Data items

# # #

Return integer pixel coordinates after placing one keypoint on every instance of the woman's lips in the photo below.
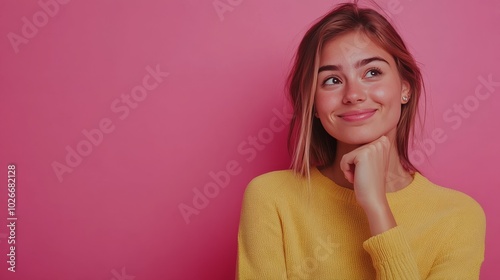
(357, 115)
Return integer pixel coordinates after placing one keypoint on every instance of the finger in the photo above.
(347, 166)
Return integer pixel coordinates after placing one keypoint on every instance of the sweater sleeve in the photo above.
(260, 241)
(392, 256)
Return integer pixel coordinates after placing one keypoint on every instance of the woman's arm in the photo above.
(260, 242)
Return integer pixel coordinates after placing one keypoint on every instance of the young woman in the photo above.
(353, 206)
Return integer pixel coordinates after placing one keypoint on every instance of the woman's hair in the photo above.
(308, 142)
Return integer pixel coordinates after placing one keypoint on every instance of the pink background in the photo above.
(116, 215)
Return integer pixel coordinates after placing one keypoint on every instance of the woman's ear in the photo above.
(405, 92)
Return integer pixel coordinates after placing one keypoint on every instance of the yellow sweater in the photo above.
(287, 232)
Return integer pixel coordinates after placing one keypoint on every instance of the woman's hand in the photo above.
(366, 168)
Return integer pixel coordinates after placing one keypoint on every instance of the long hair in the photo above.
(308, 142)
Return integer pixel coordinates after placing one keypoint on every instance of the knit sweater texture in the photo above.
(292, 230)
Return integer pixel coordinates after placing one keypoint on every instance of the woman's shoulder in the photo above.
(446, 197)
(277, 183)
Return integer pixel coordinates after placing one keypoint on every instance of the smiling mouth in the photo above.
(357, 115)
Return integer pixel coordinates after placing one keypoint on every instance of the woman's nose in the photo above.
(353, 93)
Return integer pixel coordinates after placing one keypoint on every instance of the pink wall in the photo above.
(178, 96)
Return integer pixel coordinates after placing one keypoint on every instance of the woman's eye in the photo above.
(373, 73)
(331, 81)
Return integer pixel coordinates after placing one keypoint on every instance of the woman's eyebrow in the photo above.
(358, 64)
(365, 61)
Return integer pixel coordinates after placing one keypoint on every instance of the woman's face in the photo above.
(359, 91)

# # #

** Written exercise **
Copy out all the records exactly, excluding pictures.

** Task output **
Return integer pixel coordinates after placing one keypoint on every instance of the woman's lips in the photo below.
(357, 115)
Return integer pixel coordinates after placing one keypoint on every instance of the finger in the photo above.
(347, 166)
Return integer pixel coordinates after placing one keypoint on every instance of the sweater sleeve in the photo above.
(260, 241)
(392, 256)
Return integer pixel coordinates after placing one keypoint on every instance of the woman's arm in the photo above.
(260, 242)
Return integer pixel coordinates after placing one keypoint on every instance of the young woman in the photo above.
(353, 206)
Return integer pixel coordinates after placing one keypoint on every instance of the woman's hair in the photo above.
(308, 142)
Return integer pixel coordinates after placing one keypoint on every instance of the pink background in the photo above.
(116, 215)
Return integer pixel coordinates after placing one keypoint on every instance of the woman's ear in the photo above.
(405, 92)
Return integer pixel coordinates after placing one keypoint on every instance of the yellow sweater in the photo above.
(287, 232)
Return integer pixel coordinates after placing one keypoint on every instance of the woman's hand in the photo above.
(366, 168)
Return integer pixel coordinates after placing one keypoint on every instance of the long hair in the photo above.
(308, 142)
Return integer pixel coordinates after placing one keypoint on every instance of the knit sweater texture in the photo above.
(292, 230)
Return integer pixel coordinates after placing one keypoint on every instance of the woman's shoulder in the photo above.
(446, 197)
(277, 183)
Return integer pixel coordinates after placing one keypoint on every instance of the smiling mouth in the photo above.
(357, 115)
Return integer pixel coordinates after placing one keypoint on every instance of the woman's nose in the photo above.
(353, 93)
Return integer pixel coordinates after placing one keypoint on every instance of the pink wall in the photo above.
(178, 96)
Return integer pixel coordinates after placing one keypoint on every instance of the woman's eye in the photo above.
(373, 73)
(331, 81)
Return integer pixel coordinates after placing one keypoint on every instance of the woman's eyebrow in the photo above.
(358, 64)
(365, 61)
Return integer pixel coordinates after placing one keypoint on every instance of the woman's face in the photo above.
(359, 91)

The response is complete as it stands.